• _Aim of the task_: Nothing but the pictures gets dropped; retype every entry exactly.

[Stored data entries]
══════════

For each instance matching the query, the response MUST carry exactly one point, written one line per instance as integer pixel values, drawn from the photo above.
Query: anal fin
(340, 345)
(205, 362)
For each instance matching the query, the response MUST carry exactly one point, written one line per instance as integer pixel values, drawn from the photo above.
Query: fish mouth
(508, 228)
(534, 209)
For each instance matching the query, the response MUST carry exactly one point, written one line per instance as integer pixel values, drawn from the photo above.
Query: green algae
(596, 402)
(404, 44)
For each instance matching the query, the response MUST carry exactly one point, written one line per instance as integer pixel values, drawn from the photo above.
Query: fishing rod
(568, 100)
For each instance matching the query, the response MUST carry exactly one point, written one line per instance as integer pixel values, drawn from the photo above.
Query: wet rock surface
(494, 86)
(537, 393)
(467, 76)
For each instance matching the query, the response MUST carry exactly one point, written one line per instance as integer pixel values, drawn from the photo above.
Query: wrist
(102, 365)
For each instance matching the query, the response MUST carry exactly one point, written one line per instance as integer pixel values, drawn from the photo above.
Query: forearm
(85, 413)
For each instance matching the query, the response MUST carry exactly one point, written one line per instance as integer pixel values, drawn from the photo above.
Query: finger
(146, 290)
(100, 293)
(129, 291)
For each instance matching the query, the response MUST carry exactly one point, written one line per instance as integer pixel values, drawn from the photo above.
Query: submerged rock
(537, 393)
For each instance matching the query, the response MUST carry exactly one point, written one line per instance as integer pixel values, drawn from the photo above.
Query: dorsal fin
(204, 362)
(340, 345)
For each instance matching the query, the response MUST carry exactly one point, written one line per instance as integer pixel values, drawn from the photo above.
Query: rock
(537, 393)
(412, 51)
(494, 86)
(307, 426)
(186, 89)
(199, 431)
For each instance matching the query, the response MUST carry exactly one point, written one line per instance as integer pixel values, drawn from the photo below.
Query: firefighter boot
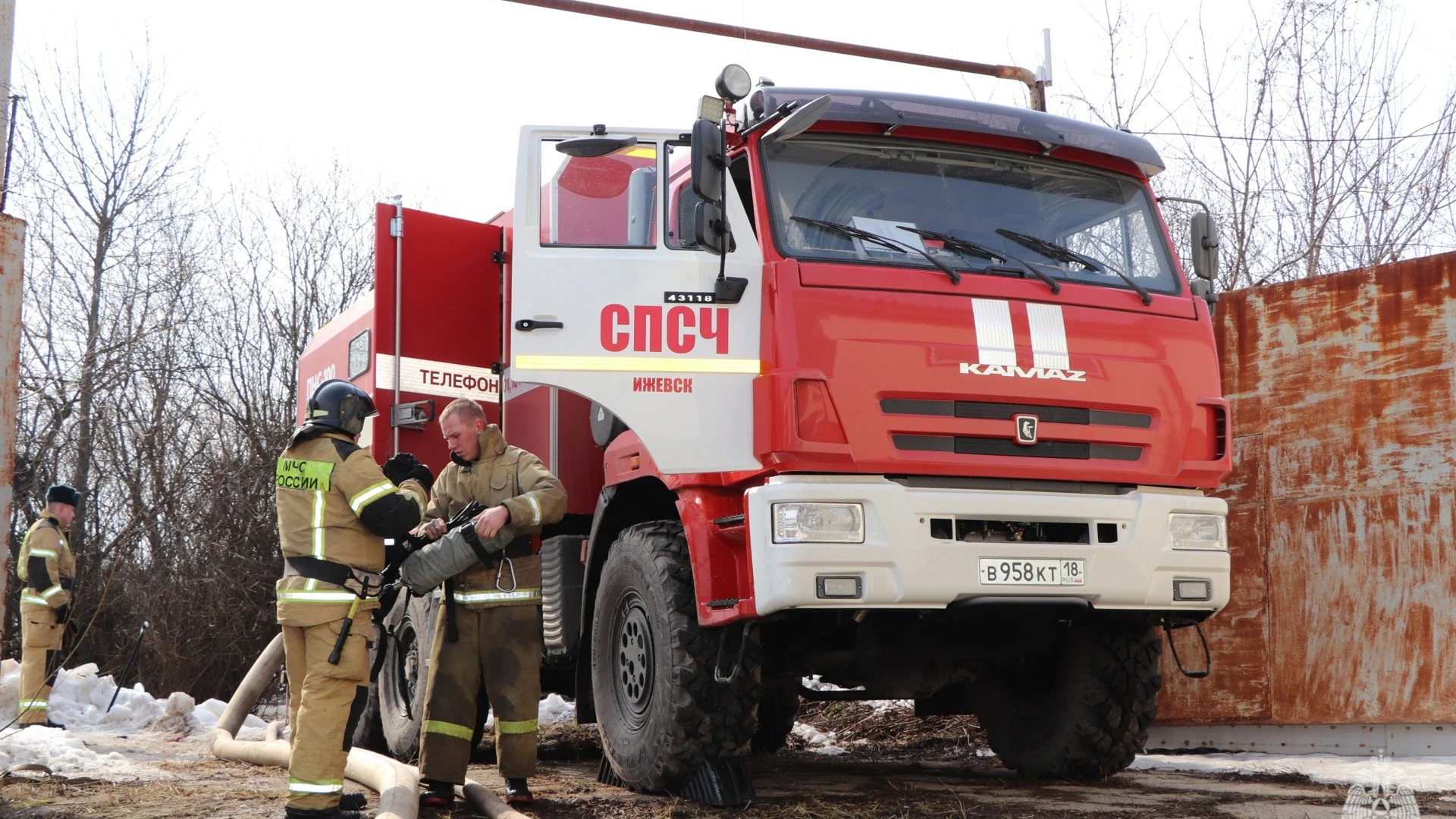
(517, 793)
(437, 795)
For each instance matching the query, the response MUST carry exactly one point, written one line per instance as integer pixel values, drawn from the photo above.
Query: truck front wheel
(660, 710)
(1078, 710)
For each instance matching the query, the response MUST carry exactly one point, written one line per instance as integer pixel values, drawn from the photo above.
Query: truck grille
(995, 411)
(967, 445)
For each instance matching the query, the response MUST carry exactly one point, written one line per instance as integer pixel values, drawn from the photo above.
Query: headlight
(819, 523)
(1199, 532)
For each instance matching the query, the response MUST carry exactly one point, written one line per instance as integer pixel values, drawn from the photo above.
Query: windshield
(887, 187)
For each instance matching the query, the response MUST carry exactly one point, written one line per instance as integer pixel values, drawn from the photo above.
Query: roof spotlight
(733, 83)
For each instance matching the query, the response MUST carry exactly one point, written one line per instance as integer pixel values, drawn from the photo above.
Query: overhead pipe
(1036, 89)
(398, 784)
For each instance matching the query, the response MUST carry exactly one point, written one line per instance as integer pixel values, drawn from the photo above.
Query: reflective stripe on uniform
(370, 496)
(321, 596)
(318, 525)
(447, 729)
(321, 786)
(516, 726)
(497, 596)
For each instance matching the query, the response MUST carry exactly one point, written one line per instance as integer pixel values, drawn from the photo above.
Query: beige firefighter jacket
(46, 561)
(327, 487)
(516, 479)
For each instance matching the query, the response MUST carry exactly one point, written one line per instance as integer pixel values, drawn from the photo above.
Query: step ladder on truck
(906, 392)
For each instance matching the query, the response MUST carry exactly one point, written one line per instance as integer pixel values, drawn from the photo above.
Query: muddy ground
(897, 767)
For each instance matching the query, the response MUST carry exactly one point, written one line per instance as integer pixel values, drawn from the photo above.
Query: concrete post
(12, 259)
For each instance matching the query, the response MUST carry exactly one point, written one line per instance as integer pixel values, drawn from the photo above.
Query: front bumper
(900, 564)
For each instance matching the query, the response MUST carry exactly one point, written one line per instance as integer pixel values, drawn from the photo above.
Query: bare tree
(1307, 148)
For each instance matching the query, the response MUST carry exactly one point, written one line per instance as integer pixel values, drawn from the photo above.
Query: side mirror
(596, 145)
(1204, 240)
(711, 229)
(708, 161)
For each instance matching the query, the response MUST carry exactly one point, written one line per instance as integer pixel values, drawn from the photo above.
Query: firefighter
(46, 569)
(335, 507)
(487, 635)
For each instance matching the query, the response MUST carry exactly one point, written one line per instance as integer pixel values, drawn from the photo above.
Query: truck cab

══════════

• _Solution_:
For each instance matching the query, the response MUST carry exactly one point, written one line per instance as integer pixel values, drawn from the photo above.
Query: anal fin
(340, 345)
(205, 362)
For each instance matching the query, the response MUST carry exactly one point, written one line per instance as integer pixel values, drawn from the photo above.
Query: fish mouth
(508, 228)
(534, 209)
For each instance matching the query, the response MUST carry exactly one point, written one line per instance as integer pixel values, drawn from the photo above.
Query: green algae
(596, 402)
(404, 44)
For each instance matching the query, the response MUST carry exactly one point, written one line per instance as integer pixel values, drawn from the photo above.
Query: fishing rod
(568, 100)
For each instance matching the query, the response MUST carry exactly one point, written one line per instance as integer pixel values, drawn from the photo above.
Query: wet rock surface
(494, 86)
(537, 393)
(467, 76)
For each instance matching the query, the response MUST carry exactly one point, written one line per instance as integer pixel values, drawn from the photo above.
Query: wrist
(102, 365)
For each instance matching the query, the response MUST carry exactly one point, written one line per instance as integer pixel values, drawn from the photo above.
Query: forearm
(85, 413)
For each instance matching the query, the response MUST carry exactly one point, written one line per instance as integer pixel values, drawn from the photo above.
Query: finger
(146, 290)
(100, 293)
(129, 291)
For each instance matching the query, the response MUST carry exactly one point, written one line per instance as integer pixel values, drawn from the photo above.
Query: submerged rock
(537, 393)
For each instance matching the query, the response MUST carry exactly one point, written one line per instance as integer pixel values, drawn from the photo above.
Query: dorsal fin
(204, 362)
(340, 345)
For each instance matching the query, the response MUST carry exactly one point, written one line per instance as integer pixel values, drawn from the photo above.
Query: rock
(537, 393)
(412, 51)
(494, 86)
(307, 426)
(186, 89)
(199, 431)
For each instance matching the query, the response MUST carry exactly one point, written one line per instance as integer pixel values, drawn from the photo below.
Query: firefighter boot
(517, 793)
(437, 795)
For each instance matching the query, the response MUST carry exactly one point, written one line per instance as integer pixel values, drawn from the photo above.
Query: truck front wheel
(660, 710)
(1078, 710)
For each instance matching the query, the response MUST carry exactly one point, written one line per instance as integer pixel values, drawn from the photo above.
Query: truck grille
(995, 411)
(967, 445)
For each instance matching the query, the response MUST carry exactly one point, written one line per instance as integer pixel values, drawn from the photo above.
Query: headlight
(819, 523)
(1199, 532)
For each instance matching the query, the response MUST carry exactly one point, written one line per instance as integer pixel values, drawn from the photo above.
Query: windshield
(887, 187)
For each instance matching the query, the response MUST carry exactly one point, written one line per instance as integer pixel values, drawn from the photo above.
Query: roof spotlight
(733, 83)
For each instance matching the query, the response MUST carry exactly one point, written one line per instance as integer pixel values, drawn from the photo above.
Query: overhead pipe
(1036, 89)
(398, 784)
For each instance matching the query, the response MUST carry exactly one point, written one line per instance as integer pixel values, drawn from the photo above.
Query: reflective stripe on uniform
(370, 496)
(321, 596)
(318, 525)
(447, 729)
(321, 786)
(516, 726)
(497, 596)
For each instance matching the query, the response MUST carry exactly one point, written one line per instance as integer pixel values, drawn from the photo above.
Query: beige firefighter jacket
(46, 561)
(327, 487)
(516, 479)
For each instance matching the query, the response MUST carry exactly one point, written one line per instance as integer pixel values, drawn from the photo above.
Query: step ladder on truck
(906, 392)
For each instance matching the query, the response MUST carry exactly one point, written one line per instance as integer pixel values, drawn from the photo above.
Query: muddy ground
(897, 767)
For each instance matching the query, the response MUST carry exactly one point, written one line per instance as integer pixel values, drawn from the photo above.
Query: concrete post
(12, 259)
For each instance matching the query, the response MUST carry exactly one point, written one line per instance as integer pixel values, drawn from the photo above.
Query: front bumper
(900, 564)
For each instance matching the query, the response MUST carry exactly one point, written one line per instance as integer pixel values, drawn from the photo above.
Query: bare tree
(1307, 148)
For each instance matching the query, the response MUST carry exactly one point, written one line per instance as integer pixel values, drawn from the photo above.
Query: side mirror
(596, 145)
(1204, 240)
(711, 229)
(708, 161)
For each instance matching the query, the response MUST carry exactly one point, written one line per instance as integer pixel values, drawn from the photo above.
Query: firefighter
(46, 569)
(335, 507)
(487, 635)
For each instance matching the query, the response MUST carry exactly one point, written one line per instance as integer pixel values, drawn from the photo above.
Query: truck cab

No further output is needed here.